Provided passage
• • • • •

# 3 year old child killed by sled dog



## Julie Ann Alvarez (Aug 4, 2007)

This happened in a small village in Alaska. Little girl wandered into neighbors sled dog yard. A tragedy.

http://www.adn.com/2010/05/21/1288936/child-killed-after-wandering-into.html


Julie


----------



## Michelle Reusser (Mar 29, 2008)

So leaving a 3 yr old outside for an hour with no adult supervision makes this the dogs fault, yet again? People are beyond stupid these days. He should have shot himslef in the face, for being a lousy dad.


----------



## Julie Ann Alvarez (Aug 4, 2007)

I haven't decided how I feel about this just yet. 

The parents are negligent for sure. A whole team of sled dogs were destroyed. I imagine my husband would have killed them all as well. We never let our daughter out of our site. We built a fence around our property and had a padlock on it so she couldn't escape....

Last week one street over a 3 year old shot & killed himself with his dads firearm. The father had left it on top of the TV and child managed to get the gun and kill himself with it. Can I be angry at the stupid dad? Can I be angry at the gun maker? Can I be angry that society allowed this idiot the right to own a firearm and not train him on the responsibility of it?

I am utterly disgusted at the stupidy of people.

Julie


----------



## Sidney Johnsen (May 31, 2009)

Michelle Kehoe said:


> So leaving a 3 yr old outside for an hour with no adult supervision makes this the dogs fault, yet again? People are beyond stupid these days. He should have shot himslef in the face, for being a lousy dad.


Amen.


----------



## Michael Swetz (Jul 27, 2009)

I've come to the conclusion that if you expect people to act anything other than irresponsible, stupid, and lazy, you'll spend your life disappointed.


----------



## Jackie Lockard (Oct 20, 2009)

Michael Swetz said:


> I've come to the conclusion that if you expect people to act anything other than irresponsible, stupid, and lazy, you'll spend your life disappointed.



=D>


----------



## Gillian Schuler (Apr 12, 2008)

I didn't really want to advertise this but in the light of the above, a 3-year old child was mauled to death by 4 staffordshire terriers that came into the house of her aunt and set about her little niece. Her grandmother threw herslef over the child and was badly injured. The child died. Thüringen, Germany.

As far as I know, most of the tragic accidents occur in the home of the dogs.

Years ago, Great Danes and JRTs were in the news as child killers. The child killers are the humans, though that have no ideas of what their dogs are capable of. Sad to say 40-50 years later, they still don't know.

And sadder still the Animal Care Organisations are now trying to make it absolutely impossiible to train and educate such dogs.

Here, in Switzerland, we're not allowed to use the prong or the e-collar. The "slip" is allowed but the slip is often only useful if you hang the dog up on it.

So here we have courses "training a dog without conflict" and afterwards Mrs Meyer is left alone with her dog, that has decided Mrs Meyer has no authority and does what he wants.

Es kotzt mich an,. ehrlich!!!


----------

• • • • •

Point labeling dataset excerpts:

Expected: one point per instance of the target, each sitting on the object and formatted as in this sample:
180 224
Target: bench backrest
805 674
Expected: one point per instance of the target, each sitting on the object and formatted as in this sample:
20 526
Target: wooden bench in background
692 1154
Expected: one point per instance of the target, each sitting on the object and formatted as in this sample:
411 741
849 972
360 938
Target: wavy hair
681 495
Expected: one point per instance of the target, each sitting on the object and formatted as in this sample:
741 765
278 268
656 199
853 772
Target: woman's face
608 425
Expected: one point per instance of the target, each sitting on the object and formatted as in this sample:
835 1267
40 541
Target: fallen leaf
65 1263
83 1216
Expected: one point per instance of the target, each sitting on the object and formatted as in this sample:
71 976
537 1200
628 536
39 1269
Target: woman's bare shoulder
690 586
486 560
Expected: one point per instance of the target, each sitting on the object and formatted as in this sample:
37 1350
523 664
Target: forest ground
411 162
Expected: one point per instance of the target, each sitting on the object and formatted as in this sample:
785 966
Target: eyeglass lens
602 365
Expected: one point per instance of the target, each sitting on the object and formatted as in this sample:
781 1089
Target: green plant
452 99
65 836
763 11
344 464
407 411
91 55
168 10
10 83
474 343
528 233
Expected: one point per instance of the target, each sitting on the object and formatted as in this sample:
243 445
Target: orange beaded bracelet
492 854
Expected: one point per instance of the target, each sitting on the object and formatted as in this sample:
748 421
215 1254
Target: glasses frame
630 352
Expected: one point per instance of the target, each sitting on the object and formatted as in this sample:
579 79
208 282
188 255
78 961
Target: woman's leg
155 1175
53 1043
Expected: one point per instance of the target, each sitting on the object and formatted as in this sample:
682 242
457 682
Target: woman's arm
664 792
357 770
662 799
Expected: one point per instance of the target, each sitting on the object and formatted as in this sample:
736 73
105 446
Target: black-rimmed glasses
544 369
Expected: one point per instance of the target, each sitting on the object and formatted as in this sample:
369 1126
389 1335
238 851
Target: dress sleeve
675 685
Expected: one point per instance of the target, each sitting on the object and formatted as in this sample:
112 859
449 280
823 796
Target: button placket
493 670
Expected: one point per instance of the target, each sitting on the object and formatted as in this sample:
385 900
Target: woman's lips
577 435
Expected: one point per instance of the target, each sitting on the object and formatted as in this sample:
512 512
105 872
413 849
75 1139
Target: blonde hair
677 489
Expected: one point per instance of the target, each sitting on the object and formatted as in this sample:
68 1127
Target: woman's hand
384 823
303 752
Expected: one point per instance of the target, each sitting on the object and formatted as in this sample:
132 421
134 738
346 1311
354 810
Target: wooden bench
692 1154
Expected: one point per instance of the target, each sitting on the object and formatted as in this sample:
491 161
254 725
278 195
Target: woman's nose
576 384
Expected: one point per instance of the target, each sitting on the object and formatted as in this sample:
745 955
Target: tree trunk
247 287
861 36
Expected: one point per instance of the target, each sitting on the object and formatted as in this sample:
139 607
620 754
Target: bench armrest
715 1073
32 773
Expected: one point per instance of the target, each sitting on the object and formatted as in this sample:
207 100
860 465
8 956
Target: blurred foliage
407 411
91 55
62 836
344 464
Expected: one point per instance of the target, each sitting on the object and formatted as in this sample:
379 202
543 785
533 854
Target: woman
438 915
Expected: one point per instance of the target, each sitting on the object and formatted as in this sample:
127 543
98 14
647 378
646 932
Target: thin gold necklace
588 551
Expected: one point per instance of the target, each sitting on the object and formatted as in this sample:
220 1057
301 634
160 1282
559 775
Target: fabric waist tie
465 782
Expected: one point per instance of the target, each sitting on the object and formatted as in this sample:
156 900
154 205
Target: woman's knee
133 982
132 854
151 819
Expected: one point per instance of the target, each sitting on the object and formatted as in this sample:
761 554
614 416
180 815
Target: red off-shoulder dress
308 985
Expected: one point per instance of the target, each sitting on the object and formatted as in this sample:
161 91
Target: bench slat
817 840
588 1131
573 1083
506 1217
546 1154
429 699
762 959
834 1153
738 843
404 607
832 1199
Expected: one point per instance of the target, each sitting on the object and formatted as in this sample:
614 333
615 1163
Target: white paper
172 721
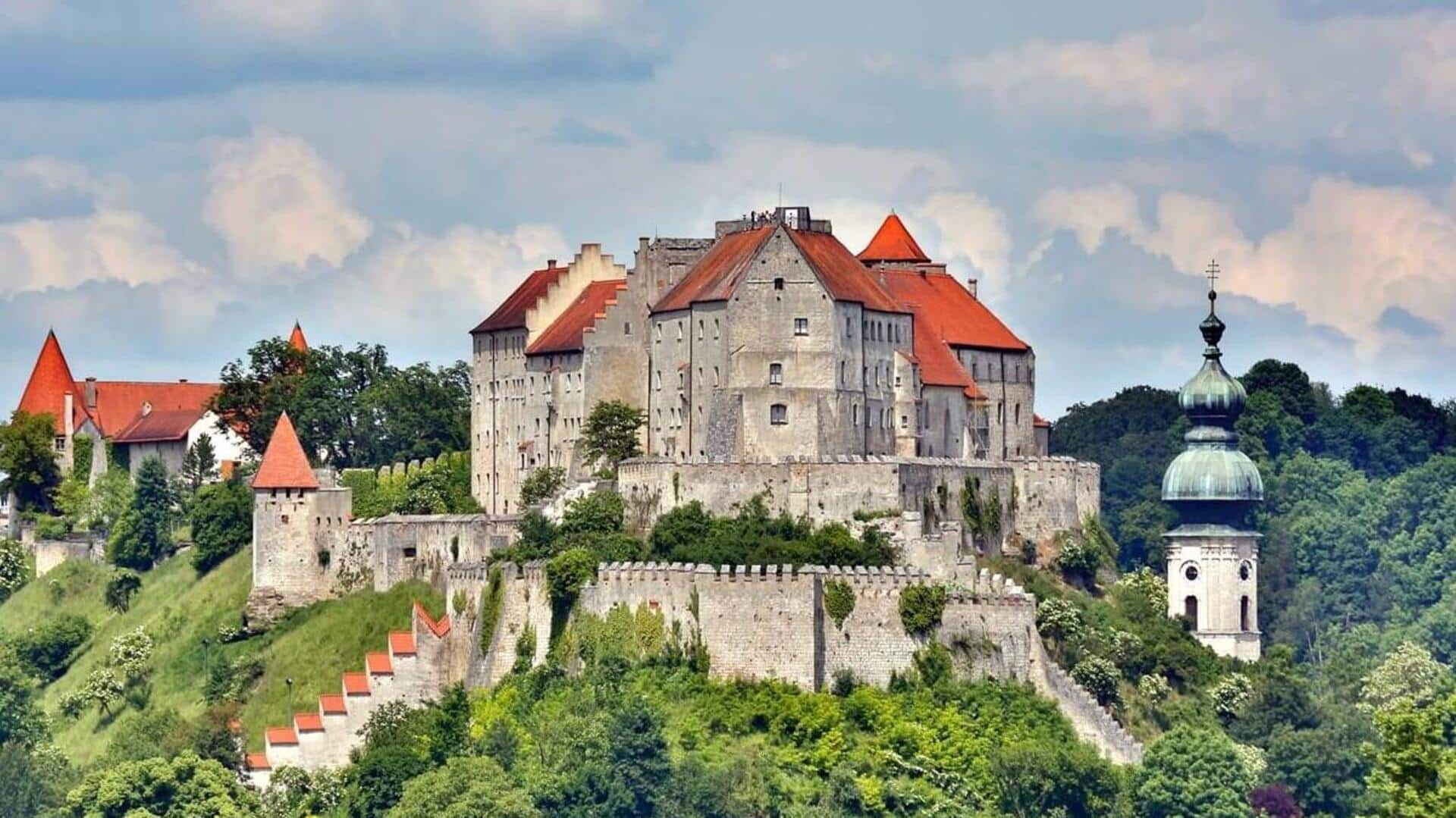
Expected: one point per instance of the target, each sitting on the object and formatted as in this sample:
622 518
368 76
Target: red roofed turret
50 381
284 465
296 338
893 243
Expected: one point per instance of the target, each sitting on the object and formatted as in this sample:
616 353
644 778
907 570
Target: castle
769 340
770 363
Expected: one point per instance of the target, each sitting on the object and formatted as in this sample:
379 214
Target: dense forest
118 685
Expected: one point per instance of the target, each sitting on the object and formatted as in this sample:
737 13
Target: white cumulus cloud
277 204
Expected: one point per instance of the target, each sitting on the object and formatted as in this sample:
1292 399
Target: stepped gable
948 309
843 275
893 243
511 313
296 338
565 334
717 274
50 381
284 465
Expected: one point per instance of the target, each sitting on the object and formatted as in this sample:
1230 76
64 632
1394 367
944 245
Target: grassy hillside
182 613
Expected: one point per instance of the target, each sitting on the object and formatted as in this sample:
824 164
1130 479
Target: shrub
491 603
542 484
1060 620
1153 688
922 607
1231 694
839 600
123 584
14 569
1098 677
49 648
221 523
131 653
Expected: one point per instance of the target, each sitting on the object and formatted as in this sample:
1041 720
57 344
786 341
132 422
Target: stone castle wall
1052 494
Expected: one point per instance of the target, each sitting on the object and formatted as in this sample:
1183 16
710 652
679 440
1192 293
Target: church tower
1212 556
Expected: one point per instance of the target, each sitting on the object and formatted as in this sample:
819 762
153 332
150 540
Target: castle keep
770 340
770 363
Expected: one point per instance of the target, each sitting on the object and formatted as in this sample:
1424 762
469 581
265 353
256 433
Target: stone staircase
325 735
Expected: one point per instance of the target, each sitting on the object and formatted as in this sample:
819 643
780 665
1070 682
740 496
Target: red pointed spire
893 243
296 338
284 465
50 381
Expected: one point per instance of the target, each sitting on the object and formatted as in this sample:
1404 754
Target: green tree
221 523
465 788
121 587
1191 772
200 463
143 534
610 433
1055 779
1416 763
28 460
542 484
184 786
49 648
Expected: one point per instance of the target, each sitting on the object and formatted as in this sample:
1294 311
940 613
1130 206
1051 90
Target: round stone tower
1212 556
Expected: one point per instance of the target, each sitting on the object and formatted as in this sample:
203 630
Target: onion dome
1212 481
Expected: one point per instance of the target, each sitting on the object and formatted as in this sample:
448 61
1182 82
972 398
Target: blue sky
180 181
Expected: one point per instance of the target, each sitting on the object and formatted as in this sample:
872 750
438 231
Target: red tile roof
960 318
356 685
156 427
402 642
50 381
280 735
120 402
511 313
717 274
843 275
565 334
893 243
284 465
378 664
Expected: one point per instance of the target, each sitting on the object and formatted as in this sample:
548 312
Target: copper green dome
1212 481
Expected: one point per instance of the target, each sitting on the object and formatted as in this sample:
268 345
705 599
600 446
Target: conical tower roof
284 465
296 338
893 243
50 381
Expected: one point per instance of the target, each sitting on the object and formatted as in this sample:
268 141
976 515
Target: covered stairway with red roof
408 670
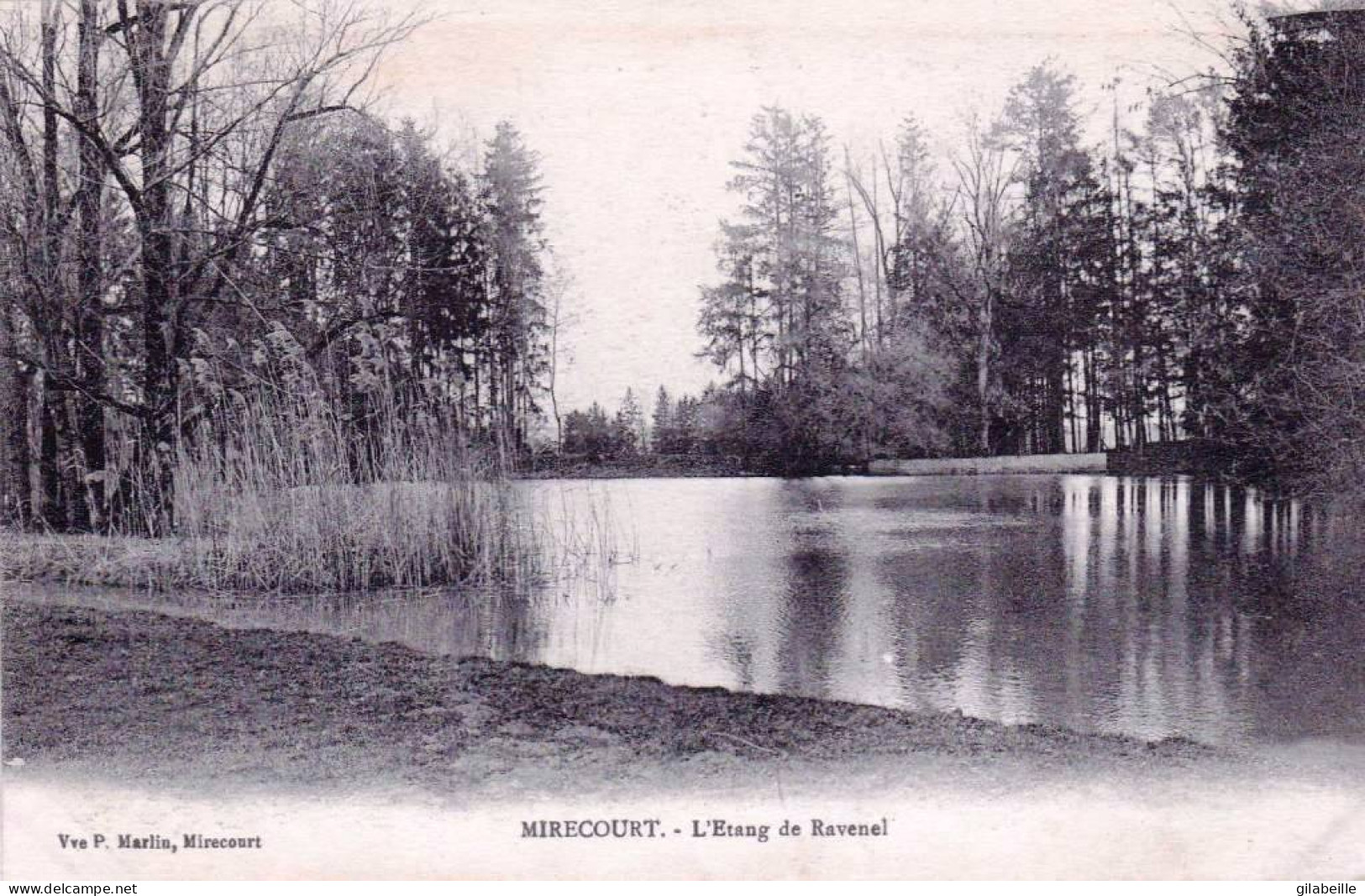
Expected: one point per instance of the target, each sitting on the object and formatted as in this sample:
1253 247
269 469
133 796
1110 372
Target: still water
1150 607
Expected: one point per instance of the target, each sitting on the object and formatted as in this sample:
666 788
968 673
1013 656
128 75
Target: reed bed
280 493
286 494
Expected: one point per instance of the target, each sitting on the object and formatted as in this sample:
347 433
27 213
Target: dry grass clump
284 494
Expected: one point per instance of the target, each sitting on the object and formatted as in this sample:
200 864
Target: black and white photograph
690 439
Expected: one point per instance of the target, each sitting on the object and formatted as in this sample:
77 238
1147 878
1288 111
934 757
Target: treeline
200 212
1189 279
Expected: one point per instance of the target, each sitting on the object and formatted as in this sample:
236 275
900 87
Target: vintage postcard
695 439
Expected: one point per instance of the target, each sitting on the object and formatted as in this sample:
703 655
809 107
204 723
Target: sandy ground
353 760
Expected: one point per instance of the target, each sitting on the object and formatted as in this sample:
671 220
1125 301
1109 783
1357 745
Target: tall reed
280 491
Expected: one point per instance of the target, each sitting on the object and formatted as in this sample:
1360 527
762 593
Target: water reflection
1139 605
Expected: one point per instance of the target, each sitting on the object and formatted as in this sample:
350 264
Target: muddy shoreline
157 701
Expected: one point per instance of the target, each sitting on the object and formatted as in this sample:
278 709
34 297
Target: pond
1148 607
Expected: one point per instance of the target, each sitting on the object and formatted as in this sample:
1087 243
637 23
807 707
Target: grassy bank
144 697
639 467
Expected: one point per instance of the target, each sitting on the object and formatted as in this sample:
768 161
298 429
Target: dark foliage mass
196 223
1194 280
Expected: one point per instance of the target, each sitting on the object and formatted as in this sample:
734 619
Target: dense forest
201 213
1190 279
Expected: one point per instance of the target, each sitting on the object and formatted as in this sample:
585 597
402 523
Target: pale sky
639 107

• • • • •

Problems and tasks
a) Answer these questions from the sled dog thread, one per line, marked (i) to (iii):
(i) In what state is the village where the girl wandered into the sled dog yard?
(ii) How many staffordshire terriers came into the aunt's house in Thüringen?
(iii) Which two tools does the post from Switzerland say are not allowed there?
b) Echo the sled dog thread from "## Gillian Schuler" to "of the dogs.".
c) List every distinct poster name that appears in a post header of the sled dog thread.
The records have no connection to the sled dog thread.

Correct answers
a)
(i) Alaska
(ii) 4
(iii) The prong and the e-collar

b)
## Gillian Schuler (Apr 12, 2008)

I didn't really want to advertise this but in the light of the above, a 3-year old child was mauled to death by 4 staffordshire terriers that came into the house of her aunt and set about her little niece. Her grandmother threw herslef over the child and was badly injured. The child died. Thüringen, Germany.

As far as I know, most of the tragic accidents occur in the home of the dogs.

c)
Julie Ann Alvarez
Michelle Reusser
Sidney Johnsen
Michael Swetz
Jackie Lockard
Gillian Schuler